* Begin Page excerpt *

From the box and whisker plot, we saw that pop has the highest median popularity and EDM has the lowest. From pure inspection, it seems to match the above histogram data. Although we don’t perform test for significance, we can still observe that the median of EDM seems to be a bit lower than the other genres. Relative to our data, it seems that EDM may not be as preferred over other genres.

Correlation of Music Traits

Since we’ve looked at genre, we wanted to analyze specific traits of musics. We look at some correlation between the music trait/features. Heat maps were most efficient to see correlation between multiple traits.

df.spot2 <- df.spot %>% #Popularity and music traits
  select(track_popularity,danceability, energy, key, loudness, mode, speechiness, acousticness, instrumentalness, liveness, valence, tempo) %>%
  cor() %>%
  melt() 

plot2 <- ggplot(data= df.spot2, aes(x= Var1, y= Var2, fill= value))

heat.map <- plot2 + 
  geom_tile(color= "gray") + 
  theme(axis.text.x = element_text(angle = 90, vjust = 0.5, hjust=1)) + 
  scale_colour_gradient2(low = "blue", mid = "yellow" , high = "red")+
  labs(title= "Figure 4: Correlation of Music Traits",x= NULL, y= NULL) +
  scale_fill_gradient(low = "#F4F269", high = "#5CB270")
heat.map

The darker the blocks are, the more correlated the traits. We observe that energy and acoutsticness were not very correlated as it was the lightest block. We also saw that valence and danceability were more correlated than other pairs. However it is a obvious correlation since it would be easier to dance to happier music. However knowing that acousticness and energy were the least correlated, we want to see how they compare in terms of popularity.

Popularity of Acousticness and Energy

Knowing that energy and acousticness are the least correlated, we want to see how they compare in popularity. We would expect that they would have opposite popularities.

* End Page excerpt *

• **Challenges**:
1. Rewrite the paragraph of the page excerpt that begins "The darker the blocks are" as a short bulleted list that keeps its main facts.
2. Quote everything in the page excerpt from "The darker the" down to "terms of popularity.", word for word.

* Begin Excerpted records *

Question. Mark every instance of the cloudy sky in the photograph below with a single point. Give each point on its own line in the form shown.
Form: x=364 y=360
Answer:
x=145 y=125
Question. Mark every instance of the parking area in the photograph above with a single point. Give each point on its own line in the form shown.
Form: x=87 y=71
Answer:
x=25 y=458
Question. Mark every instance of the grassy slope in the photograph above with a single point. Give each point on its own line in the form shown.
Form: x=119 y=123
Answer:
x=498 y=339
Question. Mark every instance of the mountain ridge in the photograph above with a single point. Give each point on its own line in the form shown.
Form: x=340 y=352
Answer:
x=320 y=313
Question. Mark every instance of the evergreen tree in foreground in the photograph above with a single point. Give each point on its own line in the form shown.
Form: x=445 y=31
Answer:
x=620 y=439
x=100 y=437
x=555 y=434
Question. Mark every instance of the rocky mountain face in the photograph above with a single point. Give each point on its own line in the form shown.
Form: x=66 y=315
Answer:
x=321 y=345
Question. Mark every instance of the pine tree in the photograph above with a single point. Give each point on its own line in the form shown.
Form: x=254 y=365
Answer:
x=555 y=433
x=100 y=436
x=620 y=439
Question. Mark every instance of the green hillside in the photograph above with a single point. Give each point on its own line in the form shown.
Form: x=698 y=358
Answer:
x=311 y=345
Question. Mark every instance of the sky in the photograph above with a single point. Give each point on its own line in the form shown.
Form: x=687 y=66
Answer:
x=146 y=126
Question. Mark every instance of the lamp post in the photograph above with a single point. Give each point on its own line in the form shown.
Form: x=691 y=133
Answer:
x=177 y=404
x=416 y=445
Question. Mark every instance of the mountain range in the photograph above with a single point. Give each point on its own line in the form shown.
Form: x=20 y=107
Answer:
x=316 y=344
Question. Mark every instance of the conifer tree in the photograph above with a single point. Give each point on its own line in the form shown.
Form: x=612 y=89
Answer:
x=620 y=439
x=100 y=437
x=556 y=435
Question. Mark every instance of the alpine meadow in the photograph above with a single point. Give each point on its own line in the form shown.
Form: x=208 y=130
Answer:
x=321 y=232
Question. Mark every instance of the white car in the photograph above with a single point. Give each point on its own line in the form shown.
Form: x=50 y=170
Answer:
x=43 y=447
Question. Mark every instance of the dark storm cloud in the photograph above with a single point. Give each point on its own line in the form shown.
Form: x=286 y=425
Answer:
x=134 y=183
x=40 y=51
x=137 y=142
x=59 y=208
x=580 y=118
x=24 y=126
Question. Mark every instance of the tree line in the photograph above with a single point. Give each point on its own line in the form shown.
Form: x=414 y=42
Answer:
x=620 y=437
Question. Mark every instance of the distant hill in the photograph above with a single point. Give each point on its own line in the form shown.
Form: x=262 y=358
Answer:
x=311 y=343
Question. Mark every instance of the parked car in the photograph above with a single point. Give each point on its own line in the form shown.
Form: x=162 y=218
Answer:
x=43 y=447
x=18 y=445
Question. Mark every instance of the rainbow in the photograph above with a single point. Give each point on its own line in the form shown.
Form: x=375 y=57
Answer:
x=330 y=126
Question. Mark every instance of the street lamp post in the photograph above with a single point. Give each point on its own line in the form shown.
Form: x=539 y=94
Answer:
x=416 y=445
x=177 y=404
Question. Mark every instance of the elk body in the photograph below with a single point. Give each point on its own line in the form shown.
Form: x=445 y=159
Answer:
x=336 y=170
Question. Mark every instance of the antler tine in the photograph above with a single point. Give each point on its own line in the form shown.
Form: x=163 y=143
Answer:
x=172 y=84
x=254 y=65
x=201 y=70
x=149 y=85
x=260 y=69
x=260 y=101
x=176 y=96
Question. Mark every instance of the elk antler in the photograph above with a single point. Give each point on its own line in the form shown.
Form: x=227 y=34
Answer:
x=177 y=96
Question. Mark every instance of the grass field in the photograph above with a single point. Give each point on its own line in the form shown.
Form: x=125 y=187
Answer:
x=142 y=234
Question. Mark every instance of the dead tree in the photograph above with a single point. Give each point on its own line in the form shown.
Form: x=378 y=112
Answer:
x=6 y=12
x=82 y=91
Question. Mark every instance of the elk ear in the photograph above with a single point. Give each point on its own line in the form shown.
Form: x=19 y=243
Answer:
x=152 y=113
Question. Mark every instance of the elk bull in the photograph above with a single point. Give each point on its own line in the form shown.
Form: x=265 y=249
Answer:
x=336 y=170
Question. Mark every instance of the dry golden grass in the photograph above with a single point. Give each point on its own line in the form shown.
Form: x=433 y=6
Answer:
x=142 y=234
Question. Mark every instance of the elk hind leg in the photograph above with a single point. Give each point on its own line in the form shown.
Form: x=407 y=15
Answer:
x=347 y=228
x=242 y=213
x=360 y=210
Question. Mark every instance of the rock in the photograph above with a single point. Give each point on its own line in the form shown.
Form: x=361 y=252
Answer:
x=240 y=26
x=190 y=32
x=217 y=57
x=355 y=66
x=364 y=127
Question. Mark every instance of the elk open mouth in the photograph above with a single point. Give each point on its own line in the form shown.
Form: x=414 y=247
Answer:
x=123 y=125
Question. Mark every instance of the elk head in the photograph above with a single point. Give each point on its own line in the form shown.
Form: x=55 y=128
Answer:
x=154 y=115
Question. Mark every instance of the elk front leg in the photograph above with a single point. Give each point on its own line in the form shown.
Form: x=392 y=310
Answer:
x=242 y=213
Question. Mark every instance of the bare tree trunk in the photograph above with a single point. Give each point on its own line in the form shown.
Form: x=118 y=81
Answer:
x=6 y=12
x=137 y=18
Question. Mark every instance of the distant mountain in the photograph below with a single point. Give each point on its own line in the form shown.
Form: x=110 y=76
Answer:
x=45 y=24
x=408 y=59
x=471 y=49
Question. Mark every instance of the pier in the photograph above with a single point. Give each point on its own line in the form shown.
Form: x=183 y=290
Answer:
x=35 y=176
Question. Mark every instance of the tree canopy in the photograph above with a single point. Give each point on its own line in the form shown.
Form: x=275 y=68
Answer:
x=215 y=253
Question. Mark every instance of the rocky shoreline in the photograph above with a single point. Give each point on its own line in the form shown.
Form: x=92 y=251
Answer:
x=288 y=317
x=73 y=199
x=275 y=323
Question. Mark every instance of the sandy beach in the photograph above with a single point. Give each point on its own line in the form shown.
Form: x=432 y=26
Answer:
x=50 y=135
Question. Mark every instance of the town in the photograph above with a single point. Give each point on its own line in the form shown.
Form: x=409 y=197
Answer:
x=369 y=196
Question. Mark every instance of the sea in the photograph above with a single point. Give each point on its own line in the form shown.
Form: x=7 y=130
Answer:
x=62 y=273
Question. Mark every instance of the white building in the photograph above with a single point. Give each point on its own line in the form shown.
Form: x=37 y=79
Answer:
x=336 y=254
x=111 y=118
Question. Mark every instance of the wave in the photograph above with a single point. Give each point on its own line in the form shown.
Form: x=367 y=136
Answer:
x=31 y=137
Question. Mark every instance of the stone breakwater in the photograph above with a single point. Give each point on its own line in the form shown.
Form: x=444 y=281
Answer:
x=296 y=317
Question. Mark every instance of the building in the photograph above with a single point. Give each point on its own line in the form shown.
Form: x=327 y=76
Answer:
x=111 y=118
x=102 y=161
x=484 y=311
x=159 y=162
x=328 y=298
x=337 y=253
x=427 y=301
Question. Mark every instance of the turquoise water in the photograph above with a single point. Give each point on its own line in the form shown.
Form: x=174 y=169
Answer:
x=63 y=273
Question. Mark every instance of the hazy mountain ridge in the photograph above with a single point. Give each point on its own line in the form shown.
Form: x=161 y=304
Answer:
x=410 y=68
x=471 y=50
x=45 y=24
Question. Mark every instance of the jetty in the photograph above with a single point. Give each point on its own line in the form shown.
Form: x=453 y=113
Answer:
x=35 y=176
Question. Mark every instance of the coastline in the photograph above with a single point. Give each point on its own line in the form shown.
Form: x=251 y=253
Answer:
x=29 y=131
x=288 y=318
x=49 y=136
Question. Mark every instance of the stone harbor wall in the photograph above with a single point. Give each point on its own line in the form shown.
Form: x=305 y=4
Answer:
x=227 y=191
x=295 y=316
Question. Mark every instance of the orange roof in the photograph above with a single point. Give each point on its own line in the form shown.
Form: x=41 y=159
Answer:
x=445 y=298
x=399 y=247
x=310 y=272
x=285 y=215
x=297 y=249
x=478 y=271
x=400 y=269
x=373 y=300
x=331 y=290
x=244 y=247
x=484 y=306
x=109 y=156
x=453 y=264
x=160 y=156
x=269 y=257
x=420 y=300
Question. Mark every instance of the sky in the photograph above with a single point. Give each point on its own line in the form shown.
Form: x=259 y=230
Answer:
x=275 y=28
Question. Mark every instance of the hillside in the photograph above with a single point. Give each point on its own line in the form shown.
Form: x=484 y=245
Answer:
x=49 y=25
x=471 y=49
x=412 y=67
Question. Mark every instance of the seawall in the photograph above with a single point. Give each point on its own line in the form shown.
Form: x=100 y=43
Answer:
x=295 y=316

* End Excerpted records *

• **Answers to the tasks**:
1.
- Darker blocks indicate more strongly correlated traits.
- Energy and acousticness formed the lightest block, so they were the least correlated.
- Valence and danceability were more correlated than other pairs. This is an obvious link, since happier music is easier to dance to.
- Because acousticness and energy were the least correlated, the next step is to compare their popularity.

2.
The darker the blocks are, the more correlated the traits. We observe that energy and acoutsticness were not very correlated as it was the lightest block. We also saw that valence and danceability were more correlated than other pairs. However it is a obvious correlation since it would be easier to dance to happier music. However knowing that acousticness and energy were the least correlated, we want to see how they compare in terms of popularity.